Data entries
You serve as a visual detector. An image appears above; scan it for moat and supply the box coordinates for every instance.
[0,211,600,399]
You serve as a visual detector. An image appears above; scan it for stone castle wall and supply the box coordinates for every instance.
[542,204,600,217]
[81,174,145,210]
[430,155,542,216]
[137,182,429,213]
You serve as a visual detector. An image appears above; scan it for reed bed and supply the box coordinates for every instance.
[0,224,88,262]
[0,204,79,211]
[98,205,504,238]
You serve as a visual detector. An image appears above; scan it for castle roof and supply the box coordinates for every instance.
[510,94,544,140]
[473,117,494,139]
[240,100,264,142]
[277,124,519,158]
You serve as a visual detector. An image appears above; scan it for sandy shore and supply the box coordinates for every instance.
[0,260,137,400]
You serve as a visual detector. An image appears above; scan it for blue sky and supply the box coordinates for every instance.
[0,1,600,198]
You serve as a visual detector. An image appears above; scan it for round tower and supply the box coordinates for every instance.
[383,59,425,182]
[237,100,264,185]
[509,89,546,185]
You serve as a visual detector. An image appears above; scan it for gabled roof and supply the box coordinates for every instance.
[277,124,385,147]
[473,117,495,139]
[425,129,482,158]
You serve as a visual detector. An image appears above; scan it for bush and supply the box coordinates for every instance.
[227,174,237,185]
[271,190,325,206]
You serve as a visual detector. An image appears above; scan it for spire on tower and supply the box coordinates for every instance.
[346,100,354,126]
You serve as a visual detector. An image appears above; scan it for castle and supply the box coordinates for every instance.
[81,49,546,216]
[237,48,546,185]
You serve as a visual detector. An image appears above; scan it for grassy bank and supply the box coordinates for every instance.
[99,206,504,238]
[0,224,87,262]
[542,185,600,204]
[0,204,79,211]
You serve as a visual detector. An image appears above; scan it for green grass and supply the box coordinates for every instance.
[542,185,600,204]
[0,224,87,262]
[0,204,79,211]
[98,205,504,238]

# Exercise directions:
Reproduce the full listing above, character for character.

# Result below:
You serve as a visual detector. An image appears above; scan it for moat and supply the box coordinates for every instance.
[0,211,600,399]
You serve as a visual detector. An image appears above; scan it for stone castle wall and supply the box coordinates for every instance.
[542,204,600,217]
[81,174,145,210]
[430,155,542,216]
[137,182,429,213]
You serve as a visual detector. An image appears above; scan it for reed bed and supply the box coordinates for every instance.
[0,224,88,262]
[0,204,79,211]
[98,205,504,238]
You serve as a visual detector. An image appears above; scan it for castle roof and supply the box coordinates for every instance.
[510,94,544,140]
[473,117,494,139]
[240,100,264,142]
[277,124,519,158]
You serve as a visual detector. An image appears above; scan it for sandy shore and supply the box coordinates for every instance.
[0,260,137,400]
You serve as a visual detector. An image appears above; scan it for blue sky and supply the box coordinates for every instance.
[0,1,600,198]
You serve as a visual detector. An image appears above; scan it for round tower and supply the box coordinates for every instance.
[383,59,425,182]
[237,100,264,185]
[509,89,546,185]
You serve as a visual detector. An image appears above; scan it for gabled roof and supply the box coordinates for every instance.
[277,124,385,147]
[473,117,495,139]
[425,129,482,158]
You serve as a visual detector. An image appears above; scan it for bush and supply the box coordinates for every instance.
[227,174,237,185]
[271,190,325,206]
You serve as a visual detector. An image appears above; scan it for spire on tower and supply the box coordinates for every instance.
[346,100,354,126]
You serve as a visual detector. An image appears above; scan it for castle and supply the box coordinates for every instance.
[81,49,546,216]
[237,48,546,185]
You serve as a visual detector. An image appears above; scan it for grassy bank and supply the box coordinates for every instance.
[99,206,504,238]
[0,224,87,262]
[542,185,600,204]
[0,204,79,211]
You serve as a visual detector. An image appears above; scan it for green grass and supply the box coordinates for every instance.
[542,185,600,204]
[0,224,87,262]
[0,204,79,211]
[98,205,504,238]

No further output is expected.